── Source data ──

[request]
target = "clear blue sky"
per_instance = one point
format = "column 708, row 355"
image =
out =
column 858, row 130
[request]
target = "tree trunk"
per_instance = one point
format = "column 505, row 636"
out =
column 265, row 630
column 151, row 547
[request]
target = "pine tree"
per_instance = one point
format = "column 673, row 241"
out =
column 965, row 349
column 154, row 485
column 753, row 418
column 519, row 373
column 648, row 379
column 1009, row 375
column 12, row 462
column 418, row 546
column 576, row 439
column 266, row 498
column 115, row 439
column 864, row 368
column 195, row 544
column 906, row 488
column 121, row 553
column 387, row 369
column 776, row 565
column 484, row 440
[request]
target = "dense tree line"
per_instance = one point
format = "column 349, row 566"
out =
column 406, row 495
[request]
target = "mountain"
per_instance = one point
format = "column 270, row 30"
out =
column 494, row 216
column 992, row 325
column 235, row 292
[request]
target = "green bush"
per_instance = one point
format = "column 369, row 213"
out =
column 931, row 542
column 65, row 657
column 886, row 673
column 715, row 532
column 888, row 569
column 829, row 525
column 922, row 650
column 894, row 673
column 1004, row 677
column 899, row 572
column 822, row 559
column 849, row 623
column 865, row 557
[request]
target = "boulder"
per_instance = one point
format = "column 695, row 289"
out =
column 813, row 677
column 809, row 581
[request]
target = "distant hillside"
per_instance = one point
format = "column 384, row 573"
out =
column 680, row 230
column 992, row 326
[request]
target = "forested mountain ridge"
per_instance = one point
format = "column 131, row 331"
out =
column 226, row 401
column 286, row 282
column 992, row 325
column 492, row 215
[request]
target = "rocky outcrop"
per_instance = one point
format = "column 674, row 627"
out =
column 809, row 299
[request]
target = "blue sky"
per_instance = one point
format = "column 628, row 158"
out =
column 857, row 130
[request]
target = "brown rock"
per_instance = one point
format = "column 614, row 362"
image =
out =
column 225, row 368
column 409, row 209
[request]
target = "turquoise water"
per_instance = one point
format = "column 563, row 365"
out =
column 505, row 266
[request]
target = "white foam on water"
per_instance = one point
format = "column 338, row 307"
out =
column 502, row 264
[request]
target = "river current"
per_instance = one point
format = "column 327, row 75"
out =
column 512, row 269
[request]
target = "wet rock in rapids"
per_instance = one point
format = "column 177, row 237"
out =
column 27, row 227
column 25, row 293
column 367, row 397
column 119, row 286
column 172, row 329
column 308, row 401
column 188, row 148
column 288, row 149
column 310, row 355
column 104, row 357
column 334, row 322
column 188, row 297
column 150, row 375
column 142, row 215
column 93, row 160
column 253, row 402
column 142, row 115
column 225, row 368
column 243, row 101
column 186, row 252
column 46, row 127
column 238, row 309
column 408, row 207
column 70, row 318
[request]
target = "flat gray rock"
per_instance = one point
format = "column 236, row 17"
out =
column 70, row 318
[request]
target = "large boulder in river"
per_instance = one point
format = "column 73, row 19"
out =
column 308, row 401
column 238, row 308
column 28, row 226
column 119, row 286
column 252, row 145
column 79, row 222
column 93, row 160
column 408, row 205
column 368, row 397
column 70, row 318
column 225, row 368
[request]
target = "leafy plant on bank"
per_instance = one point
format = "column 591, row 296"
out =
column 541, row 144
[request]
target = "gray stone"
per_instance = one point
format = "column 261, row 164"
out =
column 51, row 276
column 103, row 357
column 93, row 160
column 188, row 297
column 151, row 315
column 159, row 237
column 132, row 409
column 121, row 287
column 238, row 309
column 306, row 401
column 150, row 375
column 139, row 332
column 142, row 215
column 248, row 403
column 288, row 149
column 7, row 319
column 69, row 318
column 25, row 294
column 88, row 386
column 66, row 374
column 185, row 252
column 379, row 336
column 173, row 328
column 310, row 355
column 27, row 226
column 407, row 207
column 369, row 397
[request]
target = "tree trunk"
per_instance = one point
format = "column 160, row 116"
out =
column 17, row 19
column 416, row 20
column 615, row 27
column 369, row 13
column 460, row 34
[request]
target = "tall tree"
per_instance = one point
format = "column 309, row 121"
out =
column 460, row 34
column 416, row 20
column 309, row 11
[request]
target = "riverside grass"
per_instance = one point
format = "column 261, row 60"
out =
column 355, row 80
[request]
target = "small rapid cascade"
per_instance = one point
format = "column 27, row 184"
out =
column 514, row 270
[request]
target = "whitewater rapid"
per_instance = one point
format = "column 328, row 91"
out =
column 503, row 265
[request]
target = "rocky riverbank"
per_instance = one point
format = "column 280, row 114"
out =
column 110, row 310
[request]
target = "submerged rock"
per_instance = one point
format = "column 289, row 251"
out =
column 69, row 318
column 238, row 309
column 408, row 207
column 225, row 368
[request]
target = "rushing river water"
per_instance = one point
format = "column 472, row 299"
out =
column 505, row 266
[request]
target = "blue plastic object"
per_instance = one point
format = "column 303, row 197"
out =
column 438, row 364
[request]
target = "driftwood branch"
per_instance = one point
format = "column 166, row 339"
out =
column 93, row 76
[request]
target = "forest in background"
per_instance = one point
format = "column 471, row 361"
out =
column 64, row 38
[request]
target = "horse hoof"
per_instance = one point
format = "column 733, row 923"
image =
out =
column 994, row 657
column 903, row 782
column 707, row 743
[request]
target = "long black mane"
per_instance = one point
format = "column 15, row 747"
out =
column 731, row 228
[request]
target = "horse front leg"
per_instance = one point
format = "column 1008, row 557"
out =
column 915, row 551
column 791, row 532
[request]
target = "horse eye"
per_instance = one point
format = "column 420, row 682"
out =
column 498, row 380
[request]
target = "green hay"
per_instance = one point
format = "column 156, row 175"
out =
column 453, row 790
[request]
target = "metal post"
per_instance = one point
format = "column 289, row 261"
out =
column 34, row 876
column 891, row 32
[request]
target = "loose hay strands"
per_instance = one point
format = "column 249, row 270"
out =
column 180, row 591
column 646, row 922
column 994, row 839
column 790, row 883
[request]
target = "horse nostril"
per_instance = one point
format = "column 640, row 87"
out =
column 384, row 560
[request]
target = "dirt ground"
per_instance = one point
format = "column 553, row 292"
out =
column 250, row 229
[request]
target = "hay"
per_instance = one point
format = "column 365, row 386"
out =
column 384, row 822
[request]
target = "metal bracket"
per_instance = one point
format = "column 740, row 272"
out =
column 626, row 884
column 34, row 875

───

Starting at the beginning of the records and going on through the line with "column 151, row 547", write those lines out again with "tree trunk" replaced by "tree stump" and nothing else changed.

» **Answer to this exercise**:
[request]
target = "clear blue sky"
per_instance = one point
format = "column 708, row 355"
image =
out =
column 858, row 130
[request]
target = "tree stump"
per_instance = one point
format = "column 505, row 636"
out =
column 265, row 630
column 151, row 547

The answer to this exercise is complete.